_Work order_: Everything from the line holding "the horse's head" through the last line of the listing needs to be repeated exactly, with no other lines.

_Provided entries_:
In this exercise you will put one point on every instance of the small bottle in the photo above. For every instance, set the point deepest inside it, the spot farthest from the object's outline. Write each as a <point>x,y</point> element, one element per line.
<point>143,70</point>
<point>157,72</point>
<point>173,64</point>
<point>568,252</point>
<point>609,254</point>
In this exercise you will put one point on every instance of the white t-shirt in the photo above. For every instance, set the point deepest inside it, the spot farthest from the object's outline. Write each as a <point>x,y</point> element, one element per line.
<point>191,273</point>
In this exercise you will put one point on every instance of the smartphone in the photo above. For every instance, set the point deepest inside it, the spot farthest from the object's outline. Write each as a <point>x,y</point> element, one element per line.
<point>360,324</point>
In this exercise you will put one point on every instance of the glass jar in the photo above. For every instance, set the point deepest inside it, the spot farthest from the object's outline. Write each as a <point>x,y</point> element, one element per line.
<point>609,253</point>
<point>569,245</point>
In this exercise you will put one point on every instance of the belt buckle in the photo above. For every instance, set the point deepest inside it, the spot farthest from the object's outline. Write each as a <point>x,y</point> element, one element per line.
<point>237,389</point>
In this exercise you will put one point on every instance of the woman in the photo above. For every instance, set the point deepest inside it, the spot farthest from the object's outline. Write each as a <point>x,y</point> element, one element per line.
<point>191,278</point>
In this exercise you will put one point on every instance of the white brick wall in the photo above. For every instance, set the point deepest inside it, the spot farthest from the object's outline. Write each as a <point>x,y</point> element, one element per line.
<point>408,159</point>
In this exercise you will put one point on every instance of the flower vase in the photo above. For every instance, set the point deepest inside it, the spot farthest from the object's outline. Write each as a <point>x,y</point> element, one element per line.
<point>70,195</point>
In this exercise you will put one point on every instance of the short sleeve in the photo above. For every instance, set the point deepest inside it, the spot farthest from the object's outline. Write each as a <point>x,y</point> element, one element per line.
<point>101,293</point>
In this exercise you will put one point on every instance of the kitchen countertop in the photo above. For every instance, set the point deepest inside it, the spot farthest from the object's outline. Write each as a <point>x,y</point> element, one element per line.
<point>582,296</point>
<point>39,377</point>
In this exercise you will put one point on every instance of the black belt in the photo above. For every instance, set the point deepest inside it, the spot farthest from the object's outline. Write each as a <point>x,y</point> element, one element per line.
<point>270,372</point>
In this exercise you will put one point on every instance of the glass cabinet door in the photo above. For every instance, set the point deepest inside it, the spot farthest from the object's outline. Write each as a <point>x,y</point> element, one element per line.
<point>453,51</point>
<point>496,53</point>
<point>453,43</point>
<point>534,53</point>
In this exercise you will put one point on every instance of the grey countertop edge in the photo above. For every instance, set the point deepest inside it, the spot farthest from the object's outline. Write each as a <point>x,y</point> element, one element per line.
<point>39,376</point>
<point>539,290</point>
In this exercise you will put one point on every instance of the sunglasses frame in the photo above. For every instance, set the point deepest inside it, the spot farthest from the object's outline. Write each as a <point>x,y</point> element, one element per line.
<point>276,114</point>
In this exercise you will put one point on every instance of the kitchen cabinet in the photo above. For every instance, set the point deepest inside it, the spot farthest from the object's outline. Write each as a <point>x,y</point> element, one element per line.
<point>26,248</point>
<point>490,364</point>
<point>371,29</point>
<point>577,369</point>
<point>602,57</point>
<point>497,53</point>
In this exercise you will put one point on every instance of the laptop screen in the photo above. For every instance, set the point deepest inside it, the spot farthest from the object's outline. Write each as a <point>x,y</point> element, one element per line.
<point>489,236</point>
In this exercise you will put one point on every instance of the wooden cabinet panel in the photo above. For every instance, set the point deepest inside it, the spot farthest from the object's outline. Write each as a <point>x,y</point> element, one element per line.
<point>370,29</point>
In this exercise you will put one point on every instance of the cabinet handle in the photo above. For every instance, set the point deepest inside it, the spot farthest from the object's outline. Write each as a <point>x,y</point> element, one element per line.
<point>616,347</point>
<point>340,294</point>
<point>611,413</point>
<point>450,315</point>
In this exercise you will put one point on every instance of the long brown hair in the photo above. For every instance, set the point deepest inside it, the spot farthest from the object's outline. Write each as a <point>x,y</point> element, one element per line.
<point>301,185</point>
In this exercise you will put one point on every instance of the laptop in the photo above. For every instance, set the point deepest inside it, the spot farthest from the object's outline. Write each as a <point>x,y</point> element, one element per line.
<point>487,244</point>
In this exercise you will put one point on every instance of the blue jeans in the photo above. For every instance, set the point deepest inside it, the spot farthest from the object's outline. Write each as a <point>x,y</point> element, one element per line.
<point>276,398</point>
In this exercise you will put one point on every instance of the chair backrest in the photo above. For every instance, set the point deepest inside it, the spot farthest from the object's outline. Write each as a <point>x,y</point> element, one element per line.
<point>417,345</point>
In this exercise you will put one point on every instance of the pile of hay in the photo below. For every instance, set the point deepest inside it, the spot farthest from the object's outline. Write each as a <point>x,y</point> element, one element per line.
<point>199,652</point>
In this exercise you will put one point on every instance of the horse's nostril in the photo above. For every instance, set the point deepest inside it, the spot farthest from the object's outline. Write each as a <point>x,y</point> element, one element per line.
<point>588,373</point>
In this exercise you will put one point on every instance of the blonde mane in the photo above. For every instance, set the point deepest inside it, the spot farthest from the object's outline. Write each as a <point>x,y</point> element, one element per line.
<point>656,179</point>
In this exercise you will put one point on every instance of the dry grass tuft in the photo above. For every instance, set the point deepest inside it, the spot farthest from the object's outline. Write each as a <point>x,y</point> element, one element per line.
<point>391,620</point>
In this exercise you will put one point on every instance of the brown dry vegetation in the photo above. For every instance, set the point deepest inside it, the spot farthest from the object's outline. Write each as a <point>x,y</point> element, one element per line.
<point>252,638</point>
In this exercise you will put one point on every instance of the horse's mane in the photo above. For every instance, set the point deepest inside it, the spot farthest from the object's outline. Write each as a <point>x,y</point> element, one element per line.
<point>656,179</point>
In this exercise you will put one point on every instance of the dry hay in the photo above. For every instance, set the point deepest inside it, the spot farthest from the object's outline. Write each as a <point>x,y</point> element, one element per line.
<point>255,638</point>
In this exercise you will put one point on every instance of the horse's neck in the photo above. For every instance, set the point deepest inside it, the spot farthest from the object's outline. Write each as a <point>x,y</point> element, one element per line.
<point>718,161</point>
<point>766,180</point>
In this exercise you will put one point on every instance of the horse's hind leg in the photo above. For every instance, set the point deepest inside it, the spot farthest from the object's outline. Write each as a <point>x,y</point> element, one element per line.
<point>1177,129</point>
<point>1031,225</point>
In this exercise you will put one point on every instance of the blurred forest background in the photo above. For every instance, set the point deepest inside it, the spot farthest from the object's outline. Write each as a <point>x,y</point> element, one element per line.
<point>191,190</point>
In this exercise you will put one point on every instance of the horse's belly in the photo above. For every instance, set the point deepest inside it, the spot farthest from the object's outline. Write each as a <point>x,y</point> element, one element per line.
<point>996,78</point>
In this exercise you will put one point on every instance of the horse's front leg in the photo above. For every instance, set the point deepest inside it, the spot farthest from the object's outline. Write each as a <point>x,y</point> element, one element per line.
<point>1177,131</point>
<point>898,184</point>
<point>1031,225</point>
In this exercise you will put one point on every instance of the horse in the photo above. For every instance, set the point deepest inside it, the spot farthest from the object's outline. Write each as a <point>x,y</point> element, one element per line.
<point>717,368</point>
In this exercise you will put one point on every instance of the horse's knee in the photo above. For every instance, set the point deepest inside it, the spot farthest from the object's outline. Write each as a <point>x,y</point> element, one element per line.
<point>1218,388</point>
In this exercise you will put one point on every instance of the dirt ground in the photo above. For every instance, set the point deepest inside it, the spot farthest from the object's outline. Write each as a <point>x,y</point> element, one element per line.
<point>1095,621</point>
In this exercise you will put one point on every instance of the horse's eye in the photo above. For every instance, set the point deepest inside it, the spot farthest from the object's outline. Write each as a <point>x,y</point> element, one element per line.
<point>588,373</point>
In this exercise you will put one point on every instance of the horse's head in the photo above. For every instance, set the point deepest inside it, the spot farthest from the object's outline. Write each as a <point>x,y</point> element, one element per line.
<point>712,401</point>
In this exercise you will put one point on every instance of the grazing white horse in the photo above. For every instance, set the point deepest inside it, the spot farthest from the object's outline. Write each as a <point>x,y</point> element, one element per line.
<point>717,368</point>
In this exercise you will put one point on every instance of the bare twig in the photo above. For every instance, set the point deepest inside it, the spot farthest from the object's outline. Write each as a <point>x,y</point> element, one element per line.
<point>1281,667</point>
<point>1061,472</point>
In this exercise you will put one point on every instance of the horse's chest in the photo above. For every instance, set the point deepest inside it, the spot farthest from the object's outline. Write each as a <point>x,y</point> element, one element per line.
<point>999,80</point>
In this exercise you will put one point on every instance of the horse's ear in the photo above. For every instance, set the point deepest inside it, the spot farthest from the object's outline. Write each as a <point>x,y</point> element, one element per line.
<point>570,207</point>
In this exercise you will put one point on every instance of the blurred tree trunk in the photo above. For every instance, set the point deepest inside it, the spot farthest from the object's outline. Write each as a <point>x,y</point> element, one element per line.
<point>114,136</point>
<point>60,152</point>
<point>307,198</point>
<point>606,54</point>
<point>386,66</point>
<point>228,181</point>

_Your solution_:
In this exercise you will put one point on every instance of the horse's head in the photo above. For every instance, set the point deepest inside it, the spot farthest from the object's outline. Write each as a <point>x,y</point> element, one element per line.
<point>712,401</point>
In this exercise you will put one point on every instance of the grazing white horse in the photo above. For every instance, set the point deepest inside it, the spot farthest from the object's outline. Write each as a <point>x,y</point> element, one element per line.
<point>717,368</point>
In this exercise you will put one point on every instance of the bare twig in the photo above. For every instance, set the point deepest inside it, the spot farthest from the object's outline. Write each as a <point>x,y</point> element, one element per line.
<point>1281,667</point>
<point>1061,472</point>
In this exercise you will put one point on every instance of the horse's chest in the photo above. For every instance, set the point deepest inside it, the spot farthest from the object's outline. Write each as a <point>x,y</point> element, one element per line.
<point>999,80</point>
In this exercise you will put one point on every instance of the horse's ear in the photo above. For every instance, set the point deepest inside it, the spot farthest from the object's outline. Write each as a <point>x,y</point> element, one element per line.
<point>570,207</point>
In this exercise you will put one point on every instance of the blurred tree trunk in the photo above. For every instance, set the point deepest inside it, the spot farthest from the object's outline. Write each as a <point>x,y</point> element, one element per line.
<point>114,136</point>
<point>60,152</point>
<point>307,198</point>
<point>606,54</point>
<point>386,66</point>
<point>228,181</point>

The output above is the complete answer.